--- 练习说明 ---
在下面这篇讲模拟登录知乎的文章中,提交验证码时使用的参数名是什么?

--- 所给文本 ---
= = = =
码迷,mamicode.com
首页 > 移动开发 > 详细

Android(Java) 模拟登录知乎并抓取用户信息

时间:2015-08-10 13:41:37      阅读:246      评论:0      收藏:0      [点我收藏+]

标签:android   爬虫   cookie   知乎   模拟登录   

前不久,看到一篇文章我用爬虫一天时间“偷了”知乎一百万用户,只为证明PHP是世界上最好的语言,该文章中使用的登录方式是直接复制cookie到代码中,这里呢,我不以爬信息为目的。只是简单的介绍使用java来进行模拟登录的基本过程,之前写过的文章android 项目实战——打造超级课程表一键提取课表功能其实就是模拟登录的范畴。再加上最近在知乎上看到很多人问关于超级课程表的实现,其实本质就是模拟登录,掌握了这篇文章的内容,你不再担心抓不到信息了。然后,这篇文章会使用到之前的一篇Cookie保持的文章Android OkHttp的Cookie自动化管理,还有Jsoup的使用 Jsoup库使用完全解析,为了简单处理,直接使用javaSE来,而不再使用Android进行。如果要移植到Android,唯一的处理可能就是把网络请求工作扔到子线程中去 。

首先使用Chrome打开知乎首页 , 点击登录,你会看到下面这个界面
技术分享

在Chorme中按F12,调出开发者工具,切到Network选项卡,勾选Preserve Log,记得一定要勾选,不然你会看不到信息。

技术分享

一切就绪后,在输入框中输出账号密码点击登录,登录成功后你会看到这么一条记录

技术分享

点击图中的email,在最下方你会看到本次请求提交了4个参数,以及在上方,你会看到本次请求的地址是http://www.zhihu.com/login/email

技术分享

技术分享

你会惊讶的发现知乎的密码是明文传输的,提交的参数的意思也很简单,email就是账号,password就是密码,remember_me就是是否记住,这里传true就可以了,还有一个_xsrf参数,这个毛估估应该是防爬虫的。因此在提交前我们要从源代码中将这个值抓取下来。该值在表单的隐藏域中

技术分享

一切准备就绪后,你就兴高采烈的用代码去模拟登录,然后你会发现会返回一个验证码错误的信息。其实,我们还需要提交一个验证码,其参数名为captcha,验证码的地址为,

http://www.zhihu.com/captcha.gif?r=时间戳

于是我们得出了这样的一个数据。

  • 请求地址
http://www.zhihu.com/login/email
  • 请求参数
_xsrf 表单中提取的隐藏域的值
captcha 验证码
email 邮箱
password 密码
remember_me 记住我

还有一个问题,验证码的值怎么得到呢,答案是人工输入,将验证码保存到本地进行认为识别,输入后进行登陆即可。
= = = =
--- 数据记录 ---

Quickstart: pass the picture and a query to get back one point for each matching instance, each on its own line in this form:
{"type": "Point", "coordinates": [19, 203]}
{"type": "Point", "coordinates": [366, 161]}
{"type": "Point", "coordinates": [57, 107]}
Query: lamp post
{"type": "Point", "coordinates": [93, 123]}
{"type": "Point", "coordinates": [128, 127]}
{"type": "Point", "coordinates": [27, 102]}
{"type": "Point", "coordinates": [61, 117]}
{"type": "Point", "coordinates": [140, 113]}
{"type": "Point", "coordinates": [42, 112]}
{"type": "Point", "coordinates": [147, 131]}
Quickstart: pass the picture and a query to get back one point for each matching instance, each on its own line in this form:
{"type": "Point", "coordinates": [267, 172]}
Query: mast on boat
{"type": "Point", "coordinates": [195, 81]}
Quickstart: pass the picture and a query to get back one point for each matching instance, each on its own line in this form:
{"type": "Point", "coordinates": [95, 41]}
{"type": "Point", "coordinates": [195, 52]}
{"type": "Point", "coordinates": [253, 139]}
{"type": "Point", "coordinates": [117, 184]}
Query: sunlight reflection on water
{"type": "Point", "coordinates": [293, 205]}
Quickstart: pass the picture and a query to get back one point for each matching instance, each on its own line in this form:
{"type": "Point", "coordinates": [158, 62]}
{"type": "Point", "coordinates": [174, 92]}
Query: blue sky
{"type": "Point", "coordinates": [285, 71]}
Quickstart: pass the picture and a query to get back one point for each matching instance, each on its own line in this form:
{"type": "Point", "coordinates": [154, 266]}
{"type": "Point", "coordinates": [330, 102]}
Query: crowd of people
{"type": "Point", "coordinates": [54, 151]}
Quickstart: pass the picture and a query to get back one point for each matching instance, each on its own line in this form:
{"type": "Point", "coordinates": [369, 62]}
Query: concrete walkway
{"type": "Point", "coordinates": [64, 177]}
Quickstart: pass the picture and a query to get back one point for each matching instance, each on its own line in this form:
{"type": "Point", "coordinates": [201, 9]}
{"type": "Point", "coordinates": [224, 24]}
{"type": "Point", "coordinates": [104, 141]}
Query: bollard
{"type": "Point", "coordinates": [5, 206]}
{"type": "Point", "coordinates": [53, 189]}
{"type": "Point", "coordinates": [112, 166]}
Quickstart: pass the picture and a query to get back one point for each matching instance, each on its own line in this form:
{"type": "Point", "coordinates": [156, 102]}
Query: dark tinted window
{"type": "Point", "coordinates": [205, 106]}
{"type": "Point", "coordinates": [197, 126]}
= = = =
--- 输出结果 ---
提交验证码时使用的参数名是 captcha。